- INPUT -
┌──

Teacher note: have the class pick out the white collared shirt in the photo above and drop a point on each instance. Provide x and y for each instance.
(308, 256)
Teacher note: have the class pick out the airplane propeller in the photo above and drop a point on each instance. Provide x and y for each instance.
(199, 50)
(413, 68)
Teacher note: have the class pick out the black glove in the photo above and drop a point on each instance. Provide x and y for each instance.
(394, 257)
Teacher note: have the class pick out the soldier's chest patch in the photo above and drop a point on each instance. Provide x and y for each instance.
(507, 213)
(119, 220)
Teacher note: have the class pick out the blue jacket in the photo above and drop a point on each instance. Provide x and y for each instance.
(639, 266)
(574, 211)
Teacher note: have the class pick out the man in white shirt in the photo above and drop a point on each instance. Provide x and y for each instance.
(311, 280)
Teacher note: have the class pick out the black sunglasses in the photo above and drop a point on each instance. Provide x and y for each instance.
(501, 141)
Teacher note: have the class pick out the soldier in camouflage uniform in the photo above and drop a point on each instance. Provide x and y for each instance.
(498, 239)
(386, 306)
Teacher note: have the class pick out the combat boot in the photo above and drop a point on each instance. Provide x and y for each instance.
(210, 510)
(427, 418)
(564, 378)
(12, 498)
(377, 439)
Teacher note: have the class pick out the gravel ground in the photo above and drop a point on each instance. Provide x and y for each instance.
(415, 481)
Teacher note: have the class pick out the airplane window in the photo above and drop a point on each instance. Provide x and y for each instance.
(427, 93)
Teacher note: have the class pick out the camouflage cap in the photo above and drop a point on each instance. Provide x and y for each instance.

└──

- WORK TO COMPLETE -
Rewrite all of the material above as a JSON list of strings, giving each line its own string and leaving out any blank lines.

- EXERCISE SOLUTION -
[
  "Teacher note: have the class pick out the white collared shirt in the photo above and drop a point on each instance. Provide x and y for each instance.",
  "(308, 256)",
  "Teacher note: have the class pick out the airplane propeller in the photo above and drop a point on each instance. Provide x and y for each instance.",
  "(199, 50)",
  "(413, 68)",
  "Teacher note: have the class pick out the black glove in the photo above and drop a point on each instance. Provide x and y for each instance.",
  "(394, 257)",
  "Teacher note: have the class pick out the soldier's chest patch in the photo above and drop a point on each instance. Provide x and y for each instance.",
  "(507, 213)",
  "(119, 220)",
  "Teacher note: have the class pick out the blue jacket in the photo above and drop a point on each instance. Provide x and y for each instance.",
  "(639, 266)",
  "(574, 211)",
  "Teacher note: have the class pick out the man in white shirt in the photo above and drop a point on each instance. Provide x and y for each instance.",
  "(311, 280)",
  "Teacher note: have the class pick out the black sunglasses in the photo above and drop a point on each instance. Provide x and y for each instance.",
  "(501, 141)",
  "Teacher note: have the class pick out the soldier in camouflage uniform in the photo above and drop a point on each instance. Provide x and y for each instance.",
  "(498, 239)",
  "(386, 306)",
  "Teacher note: have the class pick out the combat boot in the photo above and drop a point on each instance. Provide x and y for each instance.",
  "(210, 510)",
  "(427, 418)",
  "(564, 378)",
  "(12, 498)",
  "(377, 439)",
  "Teacher note: have the class pick out the gravel ground in the photo above and drop a point on each instance. Provide x and y for each instance.",
  "(415, 481)",
  "Teacher note: have the class pick out the airplane window in the photo above and drop a point on each instance. Provide x and y for each instance.",
  "(427, 93)",
  "Teacher note: have the class pick out the camouflage cap in the photo above and drop a point on each instance. Provide x and y for each instance."
]